### [Your assignment]
Transcribe exactly the lines from the one holding "of the green" to the end of the data below, including both of those lines and no others.

++++

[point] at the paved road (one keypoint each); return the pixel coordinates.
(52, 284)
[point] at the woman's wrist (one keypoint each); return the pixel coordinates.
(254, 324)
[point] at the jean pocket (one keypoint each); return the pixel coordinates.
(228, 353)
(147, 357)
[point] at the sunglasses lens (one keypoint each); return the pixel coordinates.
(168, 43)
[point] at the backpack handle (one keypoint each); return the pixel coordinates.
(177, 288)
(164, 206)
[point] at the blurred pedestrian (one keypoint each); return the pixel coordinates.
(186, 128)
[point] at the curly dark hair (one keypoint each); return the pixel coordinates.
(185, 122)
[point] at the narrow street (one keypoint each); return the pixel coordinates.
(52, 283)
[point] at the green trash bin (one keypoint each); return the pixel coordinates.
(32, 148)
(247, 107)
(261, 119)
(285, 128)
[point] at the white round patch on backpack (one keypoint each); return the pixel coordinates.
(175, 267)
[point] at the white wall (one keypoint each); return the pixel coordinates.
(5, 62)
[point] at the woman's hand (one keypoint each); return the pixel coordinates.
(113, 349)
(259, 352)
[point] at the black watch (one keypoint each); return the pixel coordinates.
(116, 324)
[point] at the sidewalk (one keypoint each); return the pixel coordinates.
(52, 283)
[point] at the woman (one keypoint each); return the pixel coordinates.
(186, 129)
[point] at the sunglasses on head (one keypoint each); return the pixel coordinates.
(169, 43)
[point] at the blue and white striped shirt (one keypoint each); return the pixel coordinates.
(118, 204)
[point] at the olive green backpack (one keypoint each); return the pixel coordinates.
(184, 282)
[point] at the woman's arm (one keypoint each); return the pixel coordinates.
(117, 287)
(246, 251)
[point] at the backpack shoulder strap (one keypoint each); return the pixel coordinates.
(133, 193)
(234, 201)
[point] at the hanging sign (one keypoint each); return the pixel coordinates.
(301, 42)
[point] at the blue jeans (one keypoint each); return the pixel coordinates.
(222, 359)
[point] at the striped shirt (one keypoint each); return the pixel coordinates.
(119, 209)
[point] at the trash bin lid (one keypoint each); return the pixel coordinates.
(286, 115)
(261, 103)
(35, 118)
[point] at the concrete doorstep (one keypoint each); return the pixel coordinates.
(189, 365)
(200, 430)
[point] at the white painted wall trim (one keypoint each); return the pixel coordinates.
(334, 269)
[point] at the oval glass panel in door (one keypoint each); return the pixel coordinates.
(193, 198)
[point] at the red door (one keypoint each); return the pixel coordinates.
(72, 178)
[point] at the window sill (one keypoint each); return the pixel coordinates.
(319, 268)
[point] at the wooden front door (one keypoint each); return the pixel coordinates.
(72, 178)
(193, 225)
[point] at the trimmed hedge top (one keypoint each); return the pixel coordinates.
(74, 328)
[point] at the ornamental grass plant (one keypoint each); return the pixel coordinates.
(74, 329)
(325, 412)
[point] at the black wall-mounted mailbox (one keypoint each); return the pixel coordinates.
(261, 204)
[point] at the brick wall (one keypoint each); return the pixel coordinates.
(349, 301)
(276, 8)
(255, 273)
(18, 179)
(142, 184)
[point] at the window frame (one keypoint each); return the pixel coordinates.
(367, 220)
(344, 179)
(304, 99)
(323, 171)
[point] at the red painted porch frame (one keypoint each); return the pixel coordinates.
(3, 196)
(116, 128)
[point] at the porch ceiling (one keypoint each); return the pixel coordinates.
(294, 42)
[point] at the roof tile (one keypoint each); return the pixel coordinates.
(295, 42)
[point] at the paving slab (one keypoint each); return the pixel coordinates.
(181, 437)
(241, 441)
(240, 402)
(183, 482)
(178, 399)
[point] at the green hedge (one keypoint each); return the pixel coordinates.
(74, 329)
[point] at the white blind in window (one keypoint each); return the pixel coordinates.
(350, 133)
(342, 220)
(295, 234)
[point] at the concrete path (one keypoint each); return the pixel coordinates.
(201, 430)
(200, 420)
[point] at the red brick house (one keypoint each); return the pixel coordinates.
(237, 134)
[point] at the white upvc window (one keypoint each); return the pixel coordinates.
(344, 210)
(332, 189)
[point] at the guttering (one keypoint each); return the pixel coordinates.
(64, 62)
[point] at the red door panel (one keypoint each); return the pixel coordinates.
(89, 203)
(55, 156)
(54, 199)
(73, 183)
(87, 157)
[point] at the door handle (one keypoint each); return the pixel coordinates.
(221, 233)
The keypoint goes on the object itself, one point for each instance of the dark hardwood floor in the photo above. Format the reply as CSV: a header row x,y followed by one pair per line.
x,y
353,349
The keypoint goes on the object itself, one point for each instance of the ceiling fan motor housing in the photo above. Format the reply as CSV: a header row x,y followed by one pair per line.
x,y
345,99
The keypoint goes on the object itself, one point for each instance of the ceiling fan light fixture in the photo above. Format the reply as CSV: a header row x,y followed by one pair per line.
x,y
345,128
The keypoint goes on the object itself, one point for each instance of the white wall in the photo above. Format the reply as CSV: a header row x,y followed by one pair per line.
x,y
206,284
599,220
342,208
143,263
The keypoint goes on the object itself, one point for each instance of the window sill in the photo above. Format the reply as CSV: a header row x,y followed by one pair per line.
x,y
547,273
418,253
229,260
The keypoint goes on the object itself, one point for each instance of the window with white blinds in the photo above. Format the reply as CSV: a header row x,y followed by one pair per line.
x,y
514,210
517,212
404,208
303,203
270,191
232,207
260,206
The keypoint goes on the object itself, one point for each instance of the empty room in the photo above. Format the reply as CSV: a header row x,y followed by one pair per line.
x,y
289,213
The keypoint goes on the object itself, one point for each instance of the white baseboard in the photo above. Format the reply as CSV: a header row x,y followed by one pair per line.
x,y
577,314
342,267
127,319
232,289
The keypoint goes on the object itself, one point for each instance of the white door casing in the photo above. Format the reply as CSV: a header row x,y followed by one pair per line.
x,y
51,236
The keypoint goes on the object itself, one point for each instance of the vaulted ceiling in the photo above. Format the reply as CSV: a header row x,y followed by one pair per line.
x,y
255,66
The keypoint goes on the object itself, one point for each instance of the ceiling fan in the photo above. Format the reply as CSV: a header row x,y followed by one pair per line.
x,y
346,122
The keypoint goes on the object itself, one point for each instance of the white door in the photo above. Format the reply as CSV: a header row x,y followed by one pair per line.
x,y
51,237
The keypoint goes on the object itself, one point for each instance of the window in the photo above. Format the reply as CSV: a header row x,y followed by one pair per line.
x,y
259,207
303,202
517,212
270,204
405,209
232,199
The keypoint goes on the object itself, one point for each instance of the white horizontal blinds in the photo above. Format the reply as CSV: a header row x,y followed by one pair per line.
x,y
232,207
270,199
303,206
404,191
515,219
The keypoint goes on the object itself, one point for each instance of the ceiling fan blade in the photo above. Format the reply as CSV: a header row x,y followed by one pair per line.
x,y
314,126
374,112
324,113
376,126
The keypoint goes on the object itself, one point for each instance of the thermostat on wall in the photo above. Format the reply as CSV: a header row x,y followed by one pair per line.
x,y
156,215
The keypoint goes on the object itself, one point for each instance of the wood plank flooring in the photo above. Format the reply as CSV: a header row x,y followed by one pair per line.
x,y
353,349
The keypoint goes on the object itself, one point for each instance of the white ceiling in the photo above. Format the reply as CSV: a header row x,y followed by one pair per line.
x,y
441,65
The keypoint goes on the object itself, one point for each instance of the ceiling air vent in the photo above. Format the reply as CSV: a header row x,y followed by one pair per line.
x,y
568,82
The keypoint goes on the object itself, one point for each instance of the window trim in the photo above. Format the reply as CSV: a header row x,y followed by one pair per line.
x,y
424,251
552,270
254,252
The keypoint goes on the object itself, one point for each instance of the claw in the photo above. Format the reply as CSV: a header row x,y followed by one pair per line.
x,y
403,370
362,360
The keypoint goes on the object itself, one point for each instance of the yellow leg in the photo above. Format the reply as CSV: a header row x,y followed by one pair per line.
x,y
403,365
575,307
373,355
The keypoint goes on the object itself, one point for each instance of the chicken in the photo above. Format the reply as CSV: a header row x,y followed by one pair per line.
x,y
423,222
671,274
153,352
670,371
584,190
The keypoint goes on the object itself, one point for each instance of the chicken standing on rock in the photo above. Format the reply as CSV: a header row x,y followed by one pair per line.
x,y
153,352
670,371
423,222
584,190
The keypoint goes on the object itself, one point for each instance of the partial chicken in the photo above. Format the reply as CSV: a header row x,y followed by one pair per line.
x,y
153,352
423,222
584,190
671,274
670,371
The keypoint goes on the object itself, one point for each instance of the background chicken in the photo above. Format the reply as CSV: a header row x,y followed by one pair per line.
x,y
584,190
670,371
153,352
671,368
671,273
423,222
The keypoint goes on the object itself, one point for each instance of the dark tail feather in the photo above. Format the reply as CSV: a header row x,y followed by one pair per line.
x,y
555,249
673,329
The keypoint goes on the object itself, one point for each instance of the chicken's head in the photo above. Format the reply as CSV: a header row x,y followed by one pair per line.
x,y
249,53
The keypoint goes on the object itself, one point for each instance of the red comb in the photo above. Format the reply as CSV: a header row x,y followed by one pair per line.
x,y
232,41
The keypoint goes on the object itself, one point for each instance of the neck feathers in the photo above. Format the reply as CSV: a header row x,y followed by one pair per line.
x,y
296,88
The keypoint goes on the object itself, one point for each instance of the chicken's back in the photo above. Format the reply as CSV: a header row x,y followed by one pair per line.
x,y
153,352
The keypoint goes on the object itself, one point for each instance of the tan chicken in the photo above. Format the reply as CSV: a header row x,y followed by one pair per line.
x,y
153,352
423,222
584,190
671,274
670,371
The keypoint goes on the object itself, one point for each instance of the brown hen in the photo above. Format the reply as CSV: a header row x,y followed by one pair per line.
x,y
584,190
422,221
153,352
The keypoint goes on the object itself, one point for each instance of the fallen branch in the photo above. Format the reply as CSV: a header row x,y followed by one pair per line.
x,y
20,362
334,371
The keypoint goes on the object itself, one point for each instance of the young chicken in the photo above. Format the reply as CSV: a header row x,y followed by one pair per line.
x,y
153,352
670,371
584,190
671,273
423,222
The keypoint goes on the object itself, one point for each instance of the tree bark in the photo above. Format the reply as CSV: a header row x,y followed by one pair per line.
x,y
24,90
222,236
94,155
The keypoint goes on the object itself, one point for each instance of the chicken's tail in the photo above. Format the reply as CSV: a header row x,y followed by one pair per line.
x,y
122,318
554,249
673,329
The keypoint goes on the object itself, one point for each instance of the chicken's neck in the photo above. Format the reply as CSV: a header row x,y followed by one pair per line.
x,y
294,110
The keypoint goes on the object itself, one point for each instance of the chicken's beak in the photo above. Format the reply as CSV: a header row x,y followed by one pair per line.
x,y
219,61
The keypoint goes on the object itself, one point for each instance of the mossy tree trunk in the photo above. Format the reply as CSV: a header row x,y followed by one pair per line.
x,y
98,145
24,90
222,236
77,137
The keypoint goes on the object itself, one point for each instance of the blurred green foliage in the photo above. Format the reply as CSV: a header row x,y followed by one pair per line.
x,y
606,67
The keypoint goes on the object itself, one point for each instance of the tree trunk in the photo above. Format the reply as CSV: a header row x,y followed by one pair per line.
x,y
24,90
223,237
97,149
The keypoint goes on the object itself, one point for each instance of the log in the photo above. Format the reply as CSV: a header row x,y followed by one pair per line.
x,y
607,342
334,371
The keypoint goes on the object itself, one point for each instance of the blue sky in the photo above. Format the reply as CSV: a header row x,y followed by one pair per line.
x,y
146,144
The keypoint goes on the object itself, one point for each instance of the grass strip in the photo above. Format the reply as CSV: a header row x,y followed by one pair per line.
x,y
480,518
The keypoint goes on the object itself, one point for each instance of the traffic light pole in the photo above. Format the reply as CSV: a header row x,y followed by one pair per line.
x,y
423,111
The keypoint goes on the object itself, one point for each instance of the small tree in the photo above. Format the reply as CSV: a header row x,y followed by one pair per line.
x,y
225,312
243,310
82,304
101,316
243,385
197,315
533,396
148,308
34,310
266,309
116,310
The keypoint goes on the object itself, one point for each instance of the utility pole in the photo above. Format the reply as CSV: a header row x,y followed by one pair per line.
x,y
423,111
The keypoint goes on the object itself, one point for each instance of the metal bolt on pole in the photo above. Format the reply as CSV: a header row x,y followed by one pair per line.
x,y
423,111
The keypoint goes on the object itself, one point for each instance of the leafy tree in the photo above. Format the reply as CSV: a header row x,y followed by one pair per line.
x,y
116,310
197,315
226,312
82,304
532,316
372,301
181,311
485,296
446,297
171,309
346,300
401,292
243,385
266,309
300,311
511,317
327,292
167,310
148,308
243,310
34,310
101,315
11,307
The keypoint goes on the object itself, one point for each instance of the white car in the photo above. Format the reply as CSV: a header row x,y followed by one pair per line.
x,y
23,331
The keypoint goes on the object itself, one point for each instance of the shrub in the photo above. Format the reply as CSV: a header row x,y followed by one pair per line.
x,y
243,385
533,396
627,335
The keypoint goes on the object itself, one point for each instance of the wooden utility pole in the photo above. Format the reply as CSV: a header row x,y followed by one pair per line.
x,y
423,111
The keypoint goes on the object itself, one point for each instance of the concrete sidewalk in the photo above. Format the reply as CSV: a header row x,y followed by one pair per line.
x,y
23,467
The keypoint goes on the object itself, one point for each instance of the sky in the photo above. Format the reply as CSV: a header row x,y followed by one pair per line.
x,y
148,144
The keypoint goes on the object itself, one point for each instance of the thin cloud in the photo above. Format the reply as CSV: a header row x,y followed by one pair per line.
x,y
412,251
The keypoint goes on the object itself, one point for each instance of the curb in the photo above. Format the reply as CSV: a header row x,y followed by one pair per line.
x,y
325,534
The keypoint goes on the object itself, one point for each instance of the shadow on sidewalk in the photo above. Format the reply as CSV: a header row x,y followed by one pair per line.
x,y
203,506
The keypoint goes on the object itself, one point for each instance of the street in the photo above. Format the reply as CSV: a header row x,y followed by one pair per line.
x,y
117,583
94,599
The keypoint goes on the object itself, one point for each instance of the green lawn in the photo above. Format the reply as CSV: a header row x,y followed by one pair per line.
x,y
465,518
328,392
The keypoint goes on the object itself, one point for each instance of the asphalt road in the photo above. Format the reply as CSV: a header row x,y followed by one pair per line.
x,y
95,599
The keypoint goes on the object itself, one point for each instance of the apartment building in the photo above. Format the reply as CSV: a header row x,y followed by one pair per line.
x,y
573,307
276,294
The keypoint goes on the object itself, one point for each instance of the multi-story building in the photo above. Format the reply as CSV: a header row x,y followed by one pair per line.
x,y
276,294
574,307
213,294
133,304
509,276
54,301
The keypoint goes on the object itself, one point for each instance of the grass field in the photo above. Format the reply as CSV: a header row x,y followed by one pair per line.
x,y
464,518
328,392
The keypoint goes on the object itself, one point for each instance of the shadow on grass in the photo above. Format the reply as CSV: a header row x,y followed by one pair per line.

++++

### [Answer area]
The keypoint goes on the object itself, one point for each instance of the green lawn in the photo above. Format the reply as CSV: a header row x,y followed by one pair per line.
x,y
465,518
328,392
The keypoint goes on the object itself, one point for each instance of the asphalt road in the photo above. Format the reply as CSV: a header row x,y followed by one pair per line.
x,y
95,599
The keypoint goes on the object itself, one point for each instance of the apartment building in the photo above. Format the reply as CSV: a header row x,y followed by one pair per line.
x,y
573,307
276,294
The keypoint goes on the object itself, one point for each instance of the multi-story building in the photo above. Format the reply as CSV: a header row x,y followed by one pair per line.
x,y
276,294
574,307
213,294
133,304
509,276
54,301
The keypoint goes on the object itself, one point for each instance of the grass field in the photo above. Format the reply as CSV: a header row x,y followed by one pair per line.
x,y
464,518
328,392
The keypoint goes on the object itself, one point for each instance of the shadow on grass in the photo above. Format the reply as CSV: a header row x,y followed by one pair per line.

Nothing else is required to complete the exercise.